Try it
Copy the material below word for word, leaving out the picture.
%%
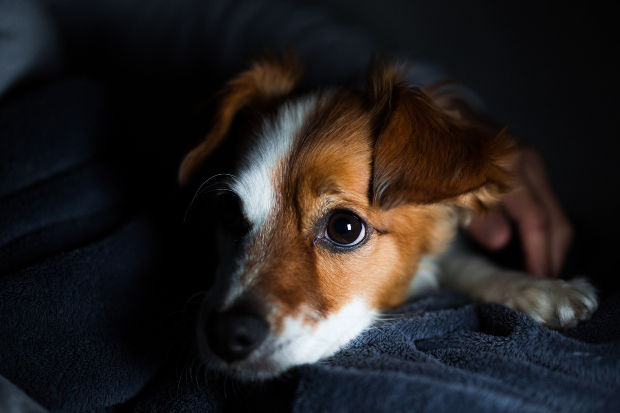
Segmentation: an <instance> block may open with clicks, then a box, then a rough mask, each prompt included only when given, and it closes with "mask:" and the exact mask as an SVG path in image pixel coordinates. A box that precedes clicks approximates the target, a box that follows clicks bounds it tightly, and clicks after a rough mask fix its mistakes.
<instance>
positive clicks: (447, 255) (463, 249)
mask: <svg viewBox="0 0 620 413" xmlns="http://www.w3.org/2000/svg"><path fill="white" fill-rule="evenodd" d="M438 265H439V267H440V271H439V282H440V284H441V286H442V287H446V288H453V289H456V290H460V291H463V292H465V293H467V294H468V295H469V296H470V297H472V298H473V299H474V300H476V301H479V302H483V303H487V302H494V303H499V304H504V305H505V306H507V307H510V308H513V309H515V310H519V311H521V312H523V313H525V314H527V315H529V316H530V317H532V318H533V319H534V320H536V321H537V322H539V323H541V324H542V325H544V326H546V327H549V328H553V329H567V328H571V327H574V326H576V325H577V324H578V323H580V322H582V321H585V320H587V319H589V318H590V316H591V315H592V313H593V312H594V311H595V310H596V308H597V306H598V303H597V298H596V294H595V292H594V289H593V288H592V286H591V285H590V284H589V283H588V282H587V281H586V280H584V279H573V280H571V281H562V280H553V279H548V278H537V277H534V276H532V275H529V274H525V273H522V272H519V271H510V270H504V269H501V268H498V267H497V266H495V265H493V264H492V263H491V262H489V261H488V260H486V259H484V258H483V257H480V256H478V255H474V254H472V253H470V252H468V251H467V250H466V249H465V248H463V247H462V246H461V245H460V243H459V242H458V241H457V242H455V243H453V245H452V247H451V248H450V249H449V250H448V251H446V252H445V253H444V254H442V255H441V256H439V257H438Z"/></svg>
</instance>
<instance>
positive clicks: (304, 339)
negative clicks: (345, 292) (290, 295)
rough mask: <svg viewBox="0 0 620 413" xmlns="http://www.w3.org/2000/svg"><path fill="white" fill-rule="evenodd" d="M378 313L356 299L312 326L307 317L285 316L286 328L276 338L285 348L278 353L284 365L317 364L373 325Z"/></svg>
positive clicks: (282, 364)
mask: <svg viewBox="0 0 620 413" xmlns="http://www.w3.org/2000/svg"><path fill="white" fill-rule="evenodd" d="M376 316H377V311H376V310H373V309H370V308H368V306H367V305H366V304H365V303H364V302H363V301H361V300H356V301H353V302H351V303H349V304H347V305H345V306H344V307H343V308H342V309H341V310H340V311H338V312H337V313H335V314H331V315H329V316H328V317H327V318H326V319H322V320H321V321H319V322H318V323H317V324H315V325H308V324H306V323H304V321H303V319H299V318H292V317H287V318H285V319H284V331H283V332H282V334H281V335H280V336H279V337H278V339H277V341H276V346H278V347H279V346H282V347H283V348H282V350H280V351H278V352H276V354H275V355H274V356H275V358H276V359H277V362H278V364H280V366H282V367H283V368H287V367H290V366H294V365H298V364H304V363H314V362H316V361H318V360H320V359H322V358H325V357H328V356H331V355H333V354H334V353H335V352H336V351H338V350H339V349H340V348H341V347H342V346H344V345H345V344H347V343H348V342H349V341H351V340H353V339H354V338H355V337H357V336H358V335H359V334H360V333H361V332H362V331H364V330H366V329H367V328H368V327H370V325H371V324H372V323H373V321H374V320H375V318H376Z"/></svg>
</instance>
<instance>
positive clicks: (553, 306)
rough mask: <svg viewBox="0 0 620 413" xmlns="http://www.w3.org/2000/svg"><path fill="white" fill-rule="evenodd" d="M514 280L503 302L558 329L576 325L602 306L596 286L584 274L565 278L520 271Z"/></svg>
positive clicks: (572, 326)
mask: <svg viewBox="0 0 620 413" xmlns="http://www.w3.org/2000/svg"><path fill="white" fill-rule="evenodd" d="M513 282H514V284H512V287H513V288H511V289H510V290H512V291H511V293H510V295H509V296H508V297H506V301H505V302H504V303H503V304H504V305H506V306H508V307H510V308H514V309H515V310H519V311H521V312H523V313H525V314H527V315H529V316H530V317H532V318H533V319H534V320H535V321H537V322H539V323H540V324H542V325H544V326H546V327H549V328H552V329H555V330H565V329H568V328H571V327H575V326H576V325H577V324H579V323H581V322H583V321H586V320H588V319H589V318H590V317H591V316H592V313H593V312H594V311H595V310H596V308H597V307H598V301H597V298H596V293H595V292H594V288H593V287H592V286H591V285H590V284H589V283H588V282H587V281H586V280H584V279H581V278H577V279H574V280H570V281H562V280H550V279H544V278H534V277H532V276H524V275H520V276H519V277H518V280H513Z"/></svg>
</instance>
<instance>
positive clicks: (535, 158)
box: [522, 149, 573, 277]
mask: <svg viewBox="0 0 620 413" xmlns="http://www.w3.org/2000/svg"><path fill="white" fill-rule="evenodd" d="M522 157H523V162H524V163H523V164H524V165H527V167H526V168H523V169H524V171H523V172H524V174H523V175H524V176H523V178H524V179H525V180H526V181H527V183H528V186H529V187H530V188H531V190H532V191H533V192H534V193H535V196H536V198H537V199H538V200H539V201H540V203H541V204H542V205H543V207H544V209H545V210H546V211H547V213H548V225H549V260H550V262H549V273H550V274H551V275H552V276H555V277H557V276H558V275H559V273H560V271H561V270H562V265H563V263H564V260H565V258H566V254H567V253H568V249H569V247H570V244H571V242H572V240H573V228H572V226H571V224H570V222H569V221H568V218H567V217H566V214H565V213H564V211H563V209H562V207H561V205H560V203H559V202H558V200H557V198H556V196H555V194H554V192H553V189H552V188H551V184H550V183H549V179H548V177H547V173H546V171H545V166H544V163H543V160H542V158H541V156H540V155H539V154H538V153H537V152H536V151H534V150H532V149H525V150H524V151H523V153H522Z"/></svg>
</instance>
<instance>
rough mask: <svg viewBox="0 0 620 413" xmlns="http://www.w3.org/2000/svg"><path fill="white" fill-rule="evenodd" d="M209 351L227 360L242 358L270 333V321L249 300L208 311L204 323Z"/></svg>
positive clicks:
%%
Result
Segmentation: an <instance> block may open with clicks, then a box, then a rough mask, each prompt included only when given, and it closes with "mask:" and the exact mask as an SVG path in image pixel coordinates. A box that precedes clicks approximates the target, a box that follows clicks bounds it tightly, and clicks after a rough mask fix its mistakes.
<instance>
positive clicks: (447, 255) (463, 249)
mask: <svg viewBox="0 0 620 413" xmlns="http://www.w3.org/2000/svg"><path fill="white" fill-rule="evenodd" d="M438 265H439V267H440V271H439V282H440V284H441V286H442V287H446V288H453V289H456V290H460V291H463V292H465V293H467V294H468V295H469V296H470V297H472V298H473V299H474V300H476V301H479V302H483V303H487V302H494V303H499V304H504V305H505V306H507V307H510V308H513V309H515V310H519V311H521V312H523V313H525V314H527V315H529V316H530V317H532V318H533V319H534V320H536V321H537V322H539V323H541V324H542V325H544V326H546V327H549V328H553V329H567V328H571V327H574V326H576V325H577V324H578V323H580V322H582V321H585V320H587V319H589V318H590V316H591V315H592V313H593V312H594V311H595V310H596V308H597V306H598V303H597V298H596V294H595V292H594V289H593V288H592V286H591V285H590V284H589V283H588V282H587V281H586V280H584V279H573V280H571V281H562V280H553V279H548V278H537V277H534V276H532V275H529V274H525V273H522V272H519V271H510V270H504V269H501V268H498V267H497V266H495V265H493V264H492V263H491V262H489V261H488V260H486V259H484V258H483V257H480V256H478V255H474V254H472V253H470V252H468V251H467V250H466V249H465V248H463V247H462V246H461V245H460V243H459V242H458V241H457V242H455V243H453V245H452V247H451V248H450V249H449V250H448V251H446V252H445V253H444V254H442V255H441V256H439V257H438Z"/></svg>
</instance>
<instance>
positive clicks: (304, 339)
negative clicks: (345, 292) (290, 295)
rough mask: <svg viewBox="0 0 620 413" xmlns="http://www.w3.org/2000/svg"><path fill="white" fill-rule="evenodd" d="M378 313L356 299L312 326L307 317L285 316L286 328L276 338L285 348L278 353L284 365L317 364L373 325Z"/></svg>
positive clicks: (282, 364)
mask: <svg viewBox="0 0 620 413" xmlns="http://www.w3.org/2000/svg"><path fill="white" fill-rule="evenodd" d="M376 316H377V311H376V310H373V309H370V308H368V306H367V305H366V304H365V303H364V302H363V301H361V300H356V301H353V302H351V303H349V304H347V305H345V306H344V307H343V308H342V309H341V310H340V311H338V312H337V313H335V314H331V315H329V316H328V317H327V318H326V319H322V320H321V321H319V322H318V323H317V324H315V325H308V324H306V323H304V321H303V319H299V318H292V317H287V318H285V319H284V331H283V332H282V334H281V335H280V336H279V337H278V339H277V341H276V346H278V347H279V346H282V347H283V348H282V350H280V351H278V352H276V354H275V355H274V356H275V358H276V359H277V362H278V364H280V366H282V367H283V368H287V367H290V366H294V365H298V364H304V363H314V362H316V361H318V360H320V359H322V358H325V357H328V356H331V355H333V354H334V353H335V352H336V351H338V350H339V349H340V348H341V347H342V346H344V345H345V344H347V343H348V342H349V341H351V340H353V339H354V338H355V337H357V336H358V335H359V334H360V333H361V332H362V331H364V330H366V329H367V328H368V327H370V325H371V324H372V323H373V321H374V320H375V318H376Z"/></svg>
</instance>
<instance>
positive clicks: (553, 306)
rough mask: <svg viewBox="0 0 620 413" xmlns="http://www.w3.org/2000/svg"><path fill="white" fill-rule="evenodd" d="M514 280L503 302L558 329L576 325L602 306L596 286L584 274L565 278L520 271Z"/></svg>
positive clicks: (572, 326)
mask: <svg viewBox="0 0 620 413" xmlns="http://www.w3.org/2000/svg"><path fill="white" fill-rule="evenodd" d="M513 282H514V284H512V287H513V288H511V289H510V290H512V291H511V293H510V295H509V296H508V297H506V301H505V302H504V303H503V304H504V305H506V306H508V307H510V308H514V309H515V310H519V311H521V312H523V313H525V314H527V315H529V316H530V317H532V318H533V319H534V320H535V321H537V322H539V323H540V324H542V325H544V326H546V327H549V328H552V329H555V330H565V329H568V328H571V327H575V326H576V325H577V324H579V323H581V322H583V321H586V320H588V319H589V318H590V317H591V316H592V313H593V312H594V311H595V310H596V308H597V307H598V301H597V298H596V293H595V292H594V288H593V287H592V286H591V285H590V284H589V283H588V282H587V281H586V280H584V279H581V278H577V279H574V280H570V281H562V280H550V279H544V278H534V277H532V276H524V275H520V276H519V277H518V280H513Z"/></svg>
</instance>
<instance>
positive clicks: (535, 158)
box: [522, 149, 573, 277]
mask: <svg viewBox="0 0 620 413" xmlns="http://www.w3.org/2000/svg"><path fill="white" fill-rule="evenodd" d="M522 157H523V162H524V163H523V164H524V165H527V167H526V168H523V169H524V171H523V172H524V174H523V175H524V176H523V178H524V179H525V180H526V181H527V183H528V186H529V187H530V188H531V190H532V191H533V192H534V193H535V196H536V198H537V199H538V200H539V201H540V203H541V204H542V205H543V207H544V209H545V210H546V211H547V213H548V225H549V260H550V262H549V273H550V274H551V275H552V276H555V277H557V276H558V275H559V273H560V271H561V270H562V265H563V263H564V260H565V258H566V254H567V253H568V249H569V247H570V244H571V242H572V240H573V228H572V226H571V224H570V222H569V221H568V218H567V217H566V214H565V213H564V211H563V209H562V207H561V205H560V203H559V202H558V200H557V198H556V196H555V194H554V192H553V189H552V188H551V184H550V183H549V179H548V177H547V173H546V171H545V166H544V163H543V160H542V158H541V156H540V155H539V154H538V153H537V152H536V151H534V150H532V149H525V150H524V151H523V153H522Z"/></svg>
</instance>
<instance>
rough mask: <svg viewBox="0 0 620 413" xmlns="http://www.w3.org/2000/svg"><path fill="white" fill-rule="evenodd" d="M209 351L227 360L242 358L270 333V321L249 300L208 311L204 323Z"/></svg>
positive clicks:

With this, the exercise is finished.